### Exercise set
1 - Name every person identified by name in the passage about the Pole Bridge Brook culvert project.
2 - Carry on the passage about the Pole Bridge Brook culvert project, picking up right after its final sentence.

### Given passage
________________________________________
The residents attended a January 9 DOT informational session held to explain the drainage project to the public and answer questions about the work. About a half-dozen residents attended.

DOT Project Manager Louis Bacho said on January 9 that work to improve a 502-foot-long culvert that carries the flow of Pole Bridge Brook near I-84 is scheduled to start in spring 2019.

However, a statement issued by Governor Dannel Malloy on January 10 indicated that the culvert project, among hundreds of other DOT construction projects totaling $4.3 billion, is "postponed indefinitely" until new revenue is appropriated for the State Transportation Fund. The governor's statement lists the total price of the I-84 culvert project at $1.25 million.

With the postponement in effect, it is unclear when the six-month-long culvert project would start.

At the January 9 DOT session, Kevin Shepard, representing the Riverside On Lake Zoar Association, Inc (ROLZA), raised concerns about construction work related to the culvert project possibly resulting in sedimentation problems at the small beach at 49 Alpine Drive. ROLZA, which is a homeowners association, owns the beach and an adjacent pavilion and boat launch at the four-tenths of an acre parcel.

The beach has been the site of recurring sedimentation problems over the years. A stream enters the Lake Zoar section of the Housatonic River at that beach. The flow of Pole Bridge Brook joins the flow of another stream before their waters are discharged into Lake Zoar via the stream at the beach.

At the session, Mr Shepard learned that if the culvert construction project causes a sedimentation problem at the beach, he should contact the DOT about the situation, and the construction firm that caused that problem would be responsible for removing that sedimentation.
________________________________________
Entries from a dataset:
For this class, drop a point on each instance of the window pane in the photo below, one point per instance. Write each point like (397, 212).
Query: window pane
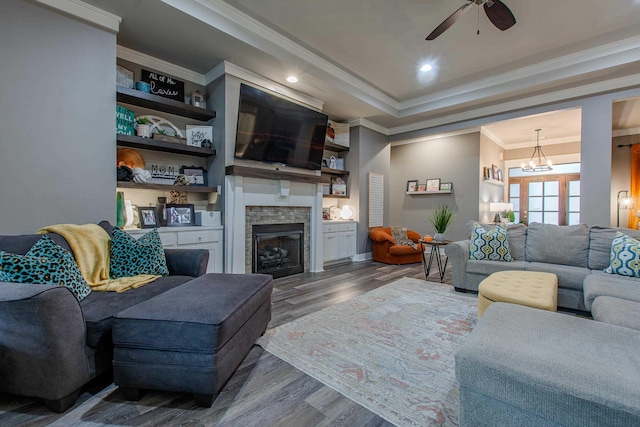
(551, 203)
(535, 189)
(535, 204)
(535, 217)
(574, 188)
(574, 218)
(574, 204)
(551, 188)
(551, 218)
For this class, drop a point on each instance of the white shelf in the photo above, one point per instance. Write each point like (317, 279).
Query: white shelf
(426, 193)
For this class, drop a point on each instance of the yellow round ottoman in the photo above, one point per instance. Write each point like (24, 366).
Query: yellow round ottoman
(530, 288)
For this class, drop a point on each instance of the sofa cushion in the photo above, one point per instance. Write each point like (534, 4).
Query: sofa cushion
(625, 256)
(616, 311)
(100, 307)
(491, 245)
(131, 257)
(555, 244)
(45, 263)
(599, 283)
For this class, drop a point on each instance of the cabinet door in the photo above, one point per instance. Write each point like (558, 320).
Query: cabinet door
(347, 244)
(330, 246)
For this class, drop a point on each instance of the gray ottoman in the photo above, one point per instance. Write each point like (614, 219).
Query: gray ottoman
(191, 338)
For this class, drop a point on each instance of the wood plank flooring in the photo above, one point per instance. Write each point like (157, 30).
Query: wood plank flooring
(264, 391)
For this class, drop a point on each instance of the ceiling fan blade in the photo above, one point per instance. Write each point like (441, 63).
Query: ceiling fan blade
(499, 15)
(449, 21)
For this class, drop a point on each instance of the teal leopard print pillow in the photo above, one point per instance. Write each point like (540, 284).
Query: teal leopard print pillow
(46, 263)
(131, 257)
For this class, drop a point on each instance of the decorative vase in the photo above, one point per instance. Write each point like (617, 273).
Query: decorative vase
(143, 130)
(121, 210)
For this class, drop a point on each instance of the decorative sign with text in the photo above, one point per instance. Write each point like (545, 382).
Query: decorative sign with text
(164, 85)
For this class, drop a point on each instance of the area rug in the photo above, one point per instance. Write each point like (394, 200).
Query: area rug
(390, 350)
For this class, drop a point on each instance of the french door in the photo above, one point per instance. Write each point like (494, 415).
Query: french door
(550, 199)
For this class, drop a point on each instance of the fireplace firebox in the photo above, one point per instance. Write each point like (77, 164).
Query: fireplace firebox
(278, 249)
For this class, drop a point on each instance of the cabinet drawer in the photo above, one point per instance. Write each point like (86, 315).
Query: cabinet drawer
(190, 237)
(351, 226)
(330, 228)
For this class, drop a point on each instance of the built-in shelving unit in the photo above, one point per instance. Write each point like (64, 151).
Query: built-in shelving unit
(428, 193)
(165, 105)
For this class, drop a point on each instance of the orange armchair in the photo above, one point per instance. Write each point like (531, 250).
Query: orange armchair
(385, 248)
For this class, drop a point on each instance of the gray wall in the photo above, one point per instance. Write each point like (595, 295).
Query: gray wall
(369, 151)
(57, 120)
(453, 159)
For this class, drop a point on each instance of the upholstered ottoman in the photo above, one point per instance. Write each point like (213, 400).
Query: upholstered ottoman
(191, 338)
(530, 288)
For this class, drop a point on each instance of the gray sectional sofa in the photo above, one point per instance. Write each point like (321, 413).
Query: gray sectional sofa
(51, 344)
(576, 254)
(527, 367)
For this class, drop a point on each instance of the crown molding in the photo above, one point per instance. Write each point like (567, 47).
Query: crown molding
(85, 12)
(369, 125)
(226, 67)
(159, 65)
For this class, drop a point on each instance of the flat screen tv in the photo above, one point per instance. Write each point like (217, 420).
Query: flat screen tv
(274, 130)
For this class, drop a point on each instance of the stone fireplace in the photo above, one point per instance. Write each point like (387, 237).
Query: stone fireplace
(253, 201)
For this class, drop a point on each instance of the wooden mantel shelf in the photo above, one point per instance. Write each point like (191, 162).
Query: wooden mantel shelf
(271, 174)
________________________________________
### Outputs by task
1 - Louis Bacho, Dannel Malloy, Kevin Shepard

2 -
The drainage project planned by the DOT would involve rehabilitating an existing rusting, deteriorated 7-foot-diameter corrugated steel drainage culvert by placing a new 6-foot-diameter corrugated steel culvert within it.

The space between the two culverts would be filled with grout. During construction, a two-foot-diameter culvert would be placed within the existing culvert to carry the flow of Pole Bridge Brook.

The flow of Pole Bridge Brook enters the culvert and then flows diagonally underneath westbound I-84 until reaching a concrete junction box buried beneath the highway's median, where Pole Bridge Brook joins the flow of another brook. The culvert lies 47 feet below I-84. The existing culvert was installed in 1979.

To reach the construction site, an access road would be extended from the right road shoulder of westbound I-84. The construction work area would be near Bungalow Terrace. The project would not alter the three-lane flow of traffic on westbound I-84 in that area, according to DOT.

In order to do the project, DOT will need to obtain several environmental protection permits from federal and state agencies. Funding would be provided by a 90 percent federal/10 percent state cost split.